▸ **DATA**
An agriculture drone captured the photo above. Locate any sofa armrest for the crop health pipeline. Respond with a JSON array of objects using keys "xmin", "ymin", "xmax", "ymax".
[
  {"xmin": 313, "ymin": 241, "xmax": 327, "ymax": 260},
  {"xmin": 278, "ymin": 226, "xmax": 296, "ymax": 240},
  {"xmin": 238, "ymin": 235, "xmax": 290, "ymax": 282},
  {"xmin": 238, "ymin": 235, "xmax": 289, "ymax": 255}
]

▸ **THE TASK**
Edit the material above so that "sofa armrest" is replaced with "couch armrest", keeping every other character unchanged.

▸ **RESULT OF THIS TASK**
An agriculture drone captured the photo above. Locate any couch armrest for the crop health pipeline. Respond with a JSON array of objects using keys "xmin", "ymin", "xmax", "ymax".
[
  {"xmin": 313, "ymin": 241, "xmax": 327, "ymax": 260},
  {"xmin": 278, "ymin": 226, "xmax": 296, "ymax": 240},
  {"xmin": 238, "ymin": 235, "xmax": 290, "ymax": 282},
  {"xmin": 238, "ymin": 235, "xmax": 289, "ymax": 255}
]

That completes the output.